Given problem:
Reproduce every one of the items below with "Highlight" swapped for "Outline" wherever it occurs, and change nothing else. Leave the pictures out of your answer.

Entries supplied:
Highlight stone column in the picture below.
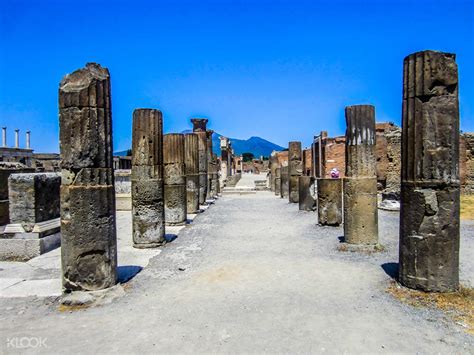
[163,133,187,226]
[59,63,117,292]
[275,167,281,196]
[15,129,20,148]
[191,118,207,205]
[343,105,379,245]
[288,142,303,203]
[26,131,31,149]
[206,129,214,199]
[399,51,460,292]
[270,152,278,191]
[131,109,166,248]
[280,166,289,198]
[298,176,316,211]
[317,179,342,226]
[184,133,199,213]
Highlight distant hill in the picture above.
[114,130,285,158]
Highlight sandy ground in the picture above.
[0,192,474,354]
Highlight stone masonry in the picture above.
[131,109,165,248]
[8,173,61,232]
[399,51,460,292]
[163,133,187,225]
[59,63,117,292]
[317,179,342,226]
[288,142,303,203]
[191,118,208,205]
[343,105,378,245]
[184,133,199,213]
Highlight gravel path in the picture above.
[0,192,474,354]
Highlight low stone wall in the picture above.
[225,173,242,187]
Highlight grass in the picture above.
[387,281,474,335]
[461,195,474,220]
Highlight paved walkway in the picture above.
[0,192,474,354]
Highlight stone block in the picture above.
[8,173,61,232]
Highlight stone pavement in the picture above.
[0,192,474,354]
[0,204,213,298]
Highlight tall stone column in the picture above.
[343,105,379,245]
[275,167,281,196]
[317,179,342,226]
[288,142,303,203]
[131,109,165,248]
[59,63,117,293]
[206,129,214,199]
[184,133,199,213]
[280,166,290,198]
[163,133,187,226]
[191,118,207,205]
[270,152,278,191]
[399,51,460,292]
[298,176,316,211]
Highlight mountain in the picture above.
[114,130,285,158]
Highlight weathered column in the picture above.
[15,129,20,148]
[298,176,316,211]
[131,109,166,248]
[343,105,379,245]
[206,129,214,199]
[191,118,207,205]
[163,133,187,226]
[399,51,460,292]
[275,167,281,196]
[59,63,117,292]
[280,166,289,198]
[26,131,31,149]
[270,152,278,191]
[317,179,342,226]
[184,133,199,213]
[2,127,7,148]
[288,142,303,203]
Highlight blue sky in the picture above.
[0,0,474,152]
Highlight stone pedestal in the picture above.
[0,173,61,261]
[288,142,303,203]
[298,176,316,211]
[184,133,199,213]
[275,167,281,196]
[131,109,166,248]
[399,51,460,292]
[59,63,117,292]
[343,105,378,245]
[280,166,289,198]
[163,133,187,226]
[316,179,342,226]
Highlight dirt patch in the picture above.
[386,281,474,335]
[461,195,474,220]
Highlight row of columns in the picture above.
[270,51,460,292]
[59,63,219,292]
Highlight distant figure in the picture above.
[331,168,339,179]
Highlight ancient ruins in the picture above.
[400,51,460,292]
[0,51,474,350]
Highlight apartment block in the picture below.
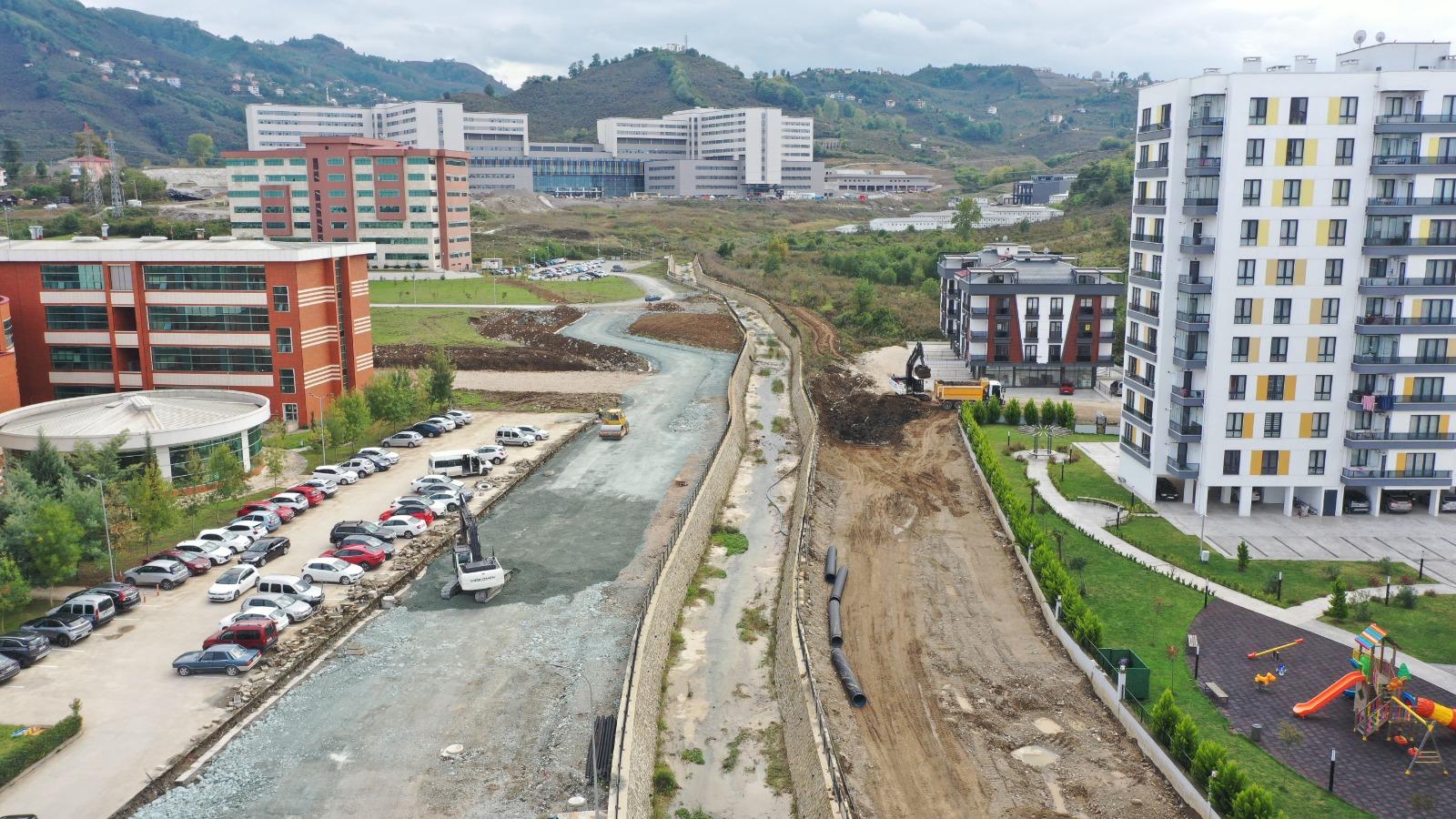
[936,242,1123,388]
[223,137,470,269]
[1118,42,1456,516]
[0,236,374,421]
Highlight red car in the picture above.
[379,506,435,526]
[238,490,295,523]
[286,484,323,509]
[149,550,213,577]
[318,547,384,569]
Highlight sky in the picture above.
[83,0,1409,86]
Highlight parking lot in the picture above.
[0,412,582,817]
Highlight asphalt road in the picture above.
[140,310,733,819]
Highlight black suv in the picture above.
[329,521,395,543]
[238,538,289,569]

Full output:
Outline stone column in the picture below.
[163,133,187,226]
[59,63,117,292]
[275,167,281,196]
[15,129,20,148]
[191,118,207,205]
[343,105,379,245]
[288,142,303,203]
[26,131,31,149]
[206,129,214,199]
[399,51,460,292]
[270,152,278,191]
[131,109,166,248]
[280,166,289,198]
[298,176,316,211]
[317,179,342,226]
[184,133,199,213]
Outline distant hill in the picture above.
[114,130,285,158]
Outline sandy ground in the picture above.
[0,192,474,354]
Outline stone masonry in the picture above.
[131,109,165,248]
[8,173,61,232]
[399,51,460,292]
[163,133,187,225]
[59,63,117,292]
[317,179,342,226]
[288,142,303,203]
[191,118,208,205]
[343,105,378,245]
[184,133,199,213]
Outline gravel path in the picture above.
[0,192,474,354]
Outline low stone wall in the picture above.
[225,173,242,187]
Outline grass in the picture above.
[387,281,474,335]
[461,195,474,220]
Outline paved walkway in the picture above.
[0,192,474,354]
Outline stone block in the picture above.
[8,173,61,232]
Outline stone pavement in the picture above.
[0,192,474,354]
[0,204,213,298]
Outline tall stone column in the picture above.
[343,105,379,245]
[275,167,281,196]
[317,179,342,226]
[288,142,303,203]
[131,109,165,248]
[59,63,117,293]
[206,129,214,199]
[184,133,199,213]
[280,166,290,198]
[163,133,187,226]
[191,118,207,205]
[270,152,278,191]
[399,51,460,292]
[298,176,316,211]
Outline mountain in the picture above.
[114,130,285,158]
Outline weathered column in the picture above.
[15,129,20,148]
[298,176,316,211]
[131,109,166,248]
[343,105,379,245]
[206,129,214,199]
[191,118,207,205]
[163,133,187,226]
[399,51,460,292]
[275,167,281,196]
[59,63,117,292]
[280,166,289,198]
[26,131,31,149]
[270,152,278,191]
[317,179,342,226]
[184,133,199,213]
[2,127,7,148]
[288,142,303,203]
Outline blue sky in the picture above.
[0,0,474,152]
Outline stone pedestal in the picture above.
[0,173,61,261]
[288,142,303,203]
[298,176,316,211]
[184,133,199,213]
[275,167,281,196]
[131,109,166,248]
[399,51,460,292]
[59,63,117,292]
[343,105,378,245]
[280,166,289,198]
[163,133,187,226]
[316,179,342,226]
Outline dirt patch in the picture above.
[386,281,474,335]
[461,195,474,220]
Outline row of columns in the picture above.
[270,51,460,292]
[59,63,219,292]
Outline distant figure in the picture above.
[331,168,339,179]
Outline ancient ruins in the picture above.
[400,51,460,292]
[0,51,474,350]
Outline apartment block in the picture below.
[936,242,1123,388]
[223,137,470,269]
[1118,42,1456,516]
[0,236,374,421]
Outline red car in the picture above.
[379,506,435,526]
[238,490,295,523]
[286,484,323,509]
[149,550,213,577]
[318,547,384,569]
Outline sky in the picture above.
[83,0,1409,86]
Outline parking lot in the picture above.
[0,412,582,817]
Outline asphalt road in the picture above.
[140,310,733,819]
Outline black suv in the picture above.
[329,521,395,543]
[238,538,289,569]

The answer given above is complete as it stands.